_Task details_.
Copy each line below as written, but skip the pictures.

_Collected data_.
- Opening Delimiter -
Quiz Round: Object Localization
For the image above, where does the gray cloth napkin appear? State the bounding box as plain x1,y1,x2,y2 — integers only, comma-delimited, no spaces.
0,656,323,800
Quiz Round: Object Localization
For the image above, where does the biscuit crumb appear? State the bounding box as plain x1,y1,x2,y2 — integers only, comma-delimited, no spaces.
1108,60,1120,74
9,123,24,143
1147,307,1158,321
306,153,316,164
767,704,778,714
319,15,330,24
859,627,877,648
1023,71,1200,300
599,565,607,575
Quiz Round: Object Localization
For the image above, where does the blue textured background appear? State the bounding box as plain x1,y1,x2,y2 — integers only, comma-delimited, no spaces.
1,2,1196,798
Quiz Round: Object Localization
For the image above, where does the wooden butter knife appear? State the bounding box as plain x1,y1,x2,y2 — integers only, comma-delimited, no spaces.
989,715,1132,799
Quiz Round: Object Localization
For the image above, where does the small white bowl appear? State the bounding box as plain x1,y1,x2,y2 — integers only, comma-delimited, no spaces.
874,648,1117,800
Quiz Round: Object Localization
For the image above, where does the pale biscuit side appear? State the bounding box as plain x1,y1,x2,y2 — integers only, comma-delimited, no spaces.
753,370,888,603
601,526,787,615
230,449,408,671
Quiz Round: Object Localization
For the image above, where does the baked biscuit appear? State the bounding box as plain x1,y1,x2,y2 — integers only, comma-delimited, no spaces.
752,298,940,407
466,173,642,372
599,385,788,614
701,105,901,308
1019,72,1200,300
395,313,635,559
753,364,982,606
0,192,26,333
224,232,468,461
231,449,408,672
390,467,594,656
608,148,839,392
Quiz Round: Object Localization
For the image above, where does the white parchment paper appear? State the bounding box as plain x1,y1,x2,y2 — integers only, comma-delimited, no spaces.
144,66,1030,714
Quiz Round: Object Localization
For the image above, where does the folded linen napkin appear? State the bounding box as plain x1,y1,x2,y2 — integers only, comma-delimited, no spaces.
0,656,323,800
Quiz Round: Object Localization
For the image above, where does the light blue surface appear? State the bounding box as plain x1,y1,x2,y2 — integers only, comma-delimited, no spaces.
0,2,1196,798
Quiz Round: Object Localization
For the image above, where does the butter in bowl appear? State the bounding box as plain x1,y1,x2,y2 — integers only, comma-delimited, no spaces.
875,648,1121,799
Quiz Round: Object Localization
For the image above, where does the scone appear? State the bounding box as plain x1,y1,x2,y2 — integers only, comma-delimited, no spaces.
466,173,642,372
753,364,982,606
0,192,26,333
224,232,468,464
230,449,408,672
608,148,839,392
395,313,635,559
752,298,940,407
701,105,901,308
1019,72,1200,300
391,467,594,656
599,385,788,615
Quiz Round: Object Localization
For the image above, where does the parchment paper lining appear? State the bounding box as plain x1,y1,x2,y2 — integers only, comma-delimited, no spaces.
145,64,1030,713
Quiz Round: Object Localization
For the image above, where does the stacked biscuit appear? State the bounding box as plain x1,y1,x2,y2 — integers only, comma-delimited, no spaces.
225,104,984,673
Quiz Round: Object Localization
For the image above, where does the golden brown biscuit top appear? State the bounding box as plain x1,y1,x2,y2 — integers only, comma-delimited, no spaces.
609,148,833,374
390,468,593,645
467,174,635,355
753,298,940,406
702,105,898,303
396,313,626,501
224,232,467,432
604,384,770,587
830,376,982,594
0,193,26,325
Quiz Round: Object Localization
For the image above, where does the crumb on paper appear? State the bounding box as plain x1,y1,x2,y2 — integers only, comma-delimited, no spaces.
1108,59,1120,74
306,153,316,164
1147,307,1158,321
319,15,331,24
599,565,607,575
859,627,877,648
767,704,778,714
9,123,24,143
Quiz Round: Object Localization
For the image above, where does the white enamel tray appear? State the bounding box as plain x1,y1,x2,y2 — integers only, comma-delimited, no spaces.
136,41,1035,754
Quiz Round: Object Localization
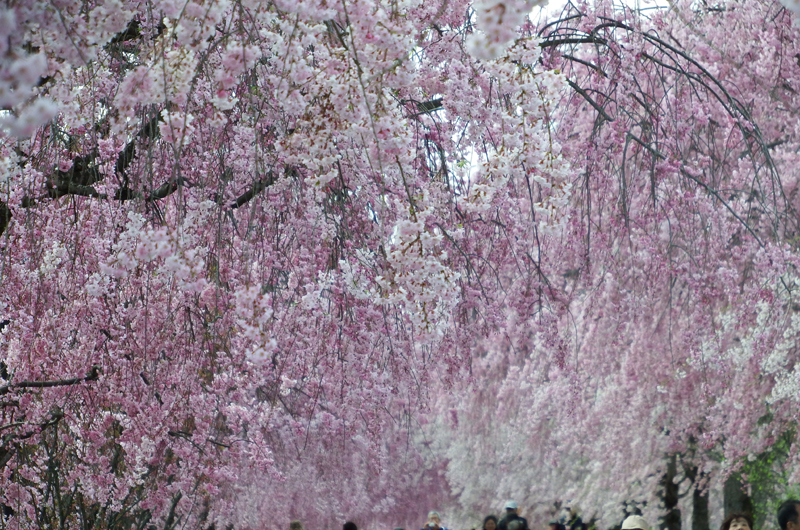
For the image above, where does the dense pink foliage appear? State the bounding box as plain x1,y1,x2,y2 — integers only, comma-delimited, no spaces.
432,0,800,526
0,0,567,528
6,0,800,528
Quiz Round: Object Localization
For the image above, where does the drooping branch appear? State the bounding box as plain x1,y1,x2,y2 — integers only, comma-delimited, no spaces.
566,80,614,122
0,112,176,236
115,113,161,180
0,407,67,476
230,171,278,209
539,36,607,48
539,8,791,241
0,202,10,236
149,178,181,201
0,365,100,396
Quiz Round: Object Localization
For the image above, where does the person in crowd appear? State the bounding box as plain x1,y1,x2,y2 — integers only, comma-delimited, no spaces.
621,515,650,530
499,501,529,530
421,511,449,530
549,519,565,530
779,501,800,530
560,505,582,530
344,522,358,530
720,513,753,530
484,515,499,530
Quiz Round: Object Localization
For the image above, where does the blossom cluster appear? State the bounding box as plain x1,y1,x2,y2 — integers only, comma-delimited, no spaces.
0,8,57,137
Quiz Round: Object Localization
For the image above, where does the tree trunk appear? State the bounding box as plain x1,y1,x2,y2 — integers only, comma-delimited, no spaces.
693,483,710,530
723,473,753,516
661,455,682,530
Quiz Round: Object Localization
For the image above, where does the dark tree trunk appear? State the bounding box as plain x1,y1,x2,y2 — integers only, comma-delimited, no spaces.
692,483,710,530
683,463,709,530
661,455,682,530
723,473,753,516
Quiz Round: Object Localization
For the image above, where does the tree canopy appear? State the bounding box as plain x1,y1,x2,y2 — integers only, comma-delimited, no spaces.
4,0,800,528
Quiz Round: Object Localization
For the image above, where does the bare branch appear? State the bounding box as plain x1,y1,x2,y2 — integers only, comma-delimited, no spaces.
567,80,614,122
230,171,278,209
0,365,101,396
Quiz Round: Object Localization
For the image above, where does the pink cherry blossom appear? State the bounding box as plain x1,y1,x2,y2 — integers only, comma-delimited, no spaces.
4,0,800,528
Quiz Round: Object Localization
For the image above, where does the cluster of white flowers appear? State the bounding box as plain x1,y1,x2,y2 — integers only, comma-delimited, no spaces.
85,273,112,297
764,295,800,403
121,435,156,487
234,285,277,364
300,270,335,311
697,274,800,405
480,42,573,234
0,8,58,138
114,47,198,134
214,43,262,90
466,0,548,60
39,242,67,276
87,0,133,50
159,110,196,147
339,249,380,301
456,179,506,213
0,153,19,186
96,207,209,292
379,192,461,342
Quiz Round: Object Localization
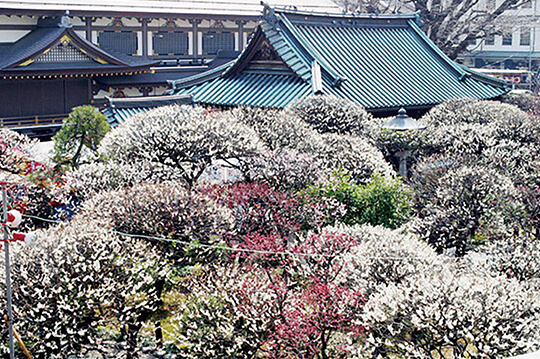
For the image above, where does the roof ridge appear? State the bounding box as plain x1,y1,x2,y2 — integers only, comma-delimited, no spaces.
277,11,346,85
170,60,233,89
406,19,468,80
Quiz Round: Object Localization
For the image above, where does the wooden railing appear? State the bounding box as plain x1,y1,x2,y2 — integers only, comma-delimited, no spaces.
0,114,68,129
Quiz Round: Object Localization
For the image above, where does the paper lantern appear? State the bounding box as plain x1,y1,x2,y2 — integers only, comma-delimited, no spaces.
5,210,22,228
12,232,36,246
- Closing Delimiter -
_Output of the exercise_.
Quiz Round: Object Localization
For the image above, where does the gray cloth napkin appear? State the bounding box as plain x1,y1,x2,y2 — integers only, comma-delimited, no spaces.
0,656,323,800
Quiz Round: Object Localization
For the image above, where does the biscuit crumb appear? State the bounding box as plain x1,y1,x2,y2 — integers only, comma-delimited, no spaces.
1108,60,1120,74
9,123,24,143
1147,307,1158,321
306,153,316,164
767,704,778,714
319,15,330,24
859,627,877,648
1023,71,1200,300
599,565,607,575
Quiz Round: Object Localization
For the image above, where does the blue textured background appear? State the bounding box as plain x1,y1,x2,y2 — integers only, comma-delimited, no spaces.
1,2,1196,798
Quiz Round: Object Localization
For the image above, where does the wooden butter knife appear? State the bounding box as plain x1,y1,x2,y2 — integers only, comma-delimited, no spaces.
989,715,1132,799
Quiz Round: Object Localization
For the image above, where does the small white bowl appear? State the bounding box as plain x1,y1,x2,y2 — integers only, comma-delimited, no spaces.
874,648,1117,800
Quiz Round: Object Localization
For the image above, where does the pale biscuit side appear? State the bounding box as plain x1,y1,x2,y2 — integers only, comma-delimited, no spaces.
753,370,888,603
601,526,787,615
230,449,408,671
Quiz Round: Object Localization
For the image above, where does the baked biscuit appear? State the bounding box as plain x1,y1,x2,y2 — integers only, comma-delimited, no spaces.
752,298,940,407
466,173,642,372
599,385,788,614
701,105,901,308
1019,72,1200,300
395,313,635,559
753,364,982,606
0,192,26,333
224,232,468,461
231,449,408,672
390,467,594,656
608,148,839,392
Quiz Round: Object Localization
For the image above, where does the white parchment paper appear? State the bounding box as plain x1,y1,x2,y2 — integers only, comma-delimited, no spaces.
144,66,1030,714
Quiz Round: Object Localization
For the image above, where does the folded linen napkin appear? State the bounding box as plain x1,y1,x2,y2 — integers only, comma-delimited, no spaces.
0,656,323,800
Quiz Round: Object Localization
For the image above, where does the light blue surface appear? State the bounding box as plain x1,y1,x2,y2 — integers only, comma-delimited, no spaces.
0,2,1196,798
Quiz Round: Object Localization
For the image above, where does the butter in bowl appear? State the bounding box as plain x1,y1,x2,y2 — integers only, comma-delimited, no spaces.
875,648,1121,799
Quiz Round: Object Localization
For the image above, where does the scone appear? State the bounding box as plain x1,y1,x2,y2 — integers only, comma-delimited, no spaces.
466,173,642,372
753,364,982,606
0,192,26,333
224,232,468,464
230,449,408,672
608,148,839,392
395,313,635,559
752,298,940,407
701,105,901,308
1019,72,1200,300
391,467,594,656
599,385,788,615
Quiz Round: Object Localization
For the image above, where does the parchment paper lining appear? State the bounding box as plain x1,y1,x2,y2 — integers only, comma-delimited, no spaces.
145,64,1030,713
Quiz Round: Object Localization
For the image above, where does the stacked biscuit appear? State the bounding box as plain x1,y1,x2,y2 — integers only, comma-delimited, no spaces.
225,104,984,673
Quiz Round: Object Localization
For the image above, where does the golden brown biscuit top appear? State the bounding box as plain x1,y1,x2,y2 — integers only, comma-delimited, no spaces.
609,148,833,374
390,468,593,645
467,174,635,355
753,298,940,406
702,105,898,303
396,313,626,501
224,232,467,432
604,384,770,587
830,376,982,594
0,193,26,325
Quiz Round: Object Localization
For the image above, where does the crumb on paper appear? State the bounding box as plain x1,y1,x2,y2 — integers only, comma-delimited, no spaces.
1108,59,1120,74
306,153,316,164
1147,307,1158,321
319,15,331,24
599,565,607,575
859,627,877,648
767,704,778,714
9,123,24,143
Quiz Round: Object Localization
For the image above, where does the white enamel tray appear? State the bounding box as plain x1,y1,x2,y2 — integers only, comma-delimited, no spaces.
136,41,1035,754
Quiz Round: Object Localization
For the image above, where does the dense pink foliage appear? State the bounding box as plain x1,y1,x2,y2 — integers only, comma-delimited, no spaces.
432,0,800,526
0,0,567,528
6,0,800,528
Quiz Round: Object Localization
For the image above, where does the drooping branch appear? State the bounding box as plain x1,y1,x2,y2 — integers only, comma-delimited, no spaces.
566,80,614,122
0,112,176,236
115,113,161,180
0,407,67,476
230,171,278,209
539,36,607,48
539,8,791,241
0,202,10,236
149,178,181,201
0,365,100,396
Quiz Round: Object Localization
For the image above, where does the person in crowd appear? State the bounding box as plain x1,y1,x2,y2 — integers only, comma-delimited, no spaces.
621,515,650,530
499,501,529,530
421,511,449,530
549,519,565,530
779,501,800,530
560,505,582,530
344,522,358,530
720,513,753,530
484,515,499,530
Quiz Round: Object Localization
For the image above, where does the blossom cluster appear? State the bounding box as plain x1,y1,x2,y2 — integers only, comma-delimited, no spaces.
0,8,57,137
Quiz Round: Object Localization
For the image above, where does the tree trunk appear? State the bounding box as plain x1,y1,x2,y2 — integers only, comma-delimited, no spaces.
693,483,710,530
723,473,753,516
661,455,682,530
Quiz Round: Object Localization
For the image above, where does the dark tree trunk appear? State the bounding box as plain x1,y1,x2,y2 — integers only, comma-delimited, no spaces.
692,483,710,530
683,463,709,530
661,455,682,530
723,473,753,516
Quiz Round: Object Localization
For the image above, where does the tree canopy appear? State the bounding box as plain x1,y1,x2,y2 — integers only, comma-delimited, no spaces.
4,0,800,528
Quiz Round: Object Localization
For the image above, where does the bare branch appear? State the bounding box as plain x1,y1,x2,y2 — integers only, comma-delimited, no spaces.
567,80,614,122
230,171,278,209
0,365,101,396
Quiz Round: Object Localization
For the image above, where does the pink cherry blossom appear? State the bounding box as plain x1,y1,x2,y2 — integers only, comma-delimited, no spaces.
4,0,800,528
Quiz Round: Object Localization
For the image above, where does the cluster of white flowers appear? State the bounding box as plain x1,y1,x2,y2 — integers only, comma-delimited, no spaces.
85,273,112,297
764,295,800,403
121,435,156,487
234,285,277,364
300,270,335,311
697,274,800,405
480,42,573,234
0,8,58,138
114,47,198,134
214,43,262,90
466,0,548,60
39,242,67,276
87,0,133,50
159,110,196,147
339,249,380,301
456,179,506,213
0,153,19,186
96,207,209,292
379,192,461,342
Quiz Round: Object Localization
For the image above, where does the roof ridge appear? State the bounding box as plain x1,y1,x2,y2 — integers only, comma-delimited, no spaces.
277,11,346,85
170,60,233,89
406,19,468,80
Quiz Round: Object Localization
For the image above, where does the wooden railing appear? State the bounding box as plain x1,y1,x2,y2 — integers only, comma-delimited, no spaces.
0,114,68,129
Quiz Round: Object Localization
For the image above, where does the paper lantern appear? State the bounding box as plain x1,y1,x2,y2 — integers only, comma-delimited, no spaces.
5,210,22,228
12,232,36,246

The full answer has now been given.